● Stated task:
Please state how many lines in the entries below contain the string "woman", matching case exactly, and reply with only that number.

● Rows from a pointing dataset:
§

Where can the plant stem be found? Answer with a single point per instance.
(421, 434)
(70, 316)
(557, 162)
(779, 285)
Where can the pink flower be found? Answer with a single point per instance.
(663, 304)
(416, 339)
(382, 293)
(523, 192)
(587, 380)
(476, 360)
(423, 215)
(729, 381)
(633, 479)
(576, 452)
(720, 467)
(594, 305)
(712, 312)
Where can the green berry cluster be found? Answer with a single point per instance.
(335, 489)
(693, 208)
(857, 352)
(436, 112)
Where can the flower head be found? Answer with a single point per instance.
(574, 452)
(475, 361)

§

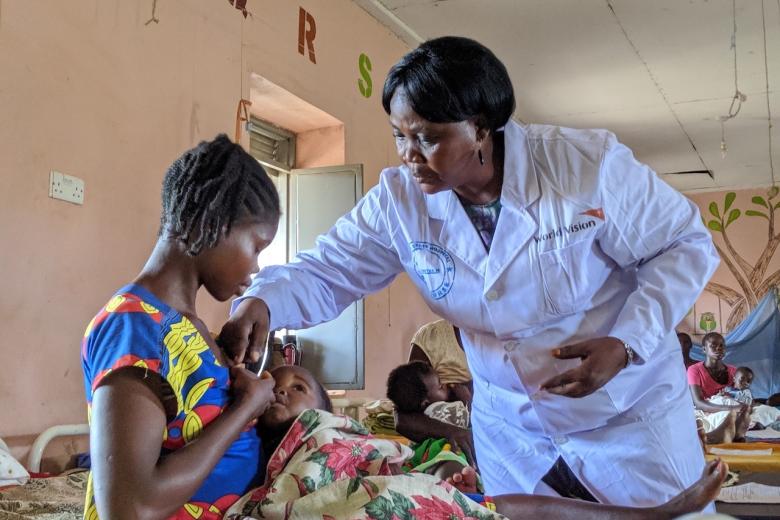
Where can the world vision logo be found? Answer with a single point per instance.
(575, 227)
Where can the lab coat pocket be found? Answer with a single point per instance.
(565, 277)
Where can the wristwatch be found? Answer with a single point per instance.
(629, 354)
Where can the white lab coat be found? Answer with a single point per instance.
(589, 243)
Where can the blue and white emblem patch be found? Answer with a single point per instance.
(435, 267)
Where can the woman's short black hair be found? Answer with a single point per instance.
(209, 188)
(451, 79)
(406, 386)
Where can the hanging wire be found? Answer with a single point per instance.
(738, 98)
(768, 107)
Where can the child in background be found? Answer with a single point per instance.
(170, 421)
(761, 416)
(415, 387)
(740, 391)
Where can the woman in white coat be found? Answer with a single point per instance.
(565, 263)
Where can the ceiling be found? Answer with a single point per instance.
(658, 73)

§

● Answer below:
2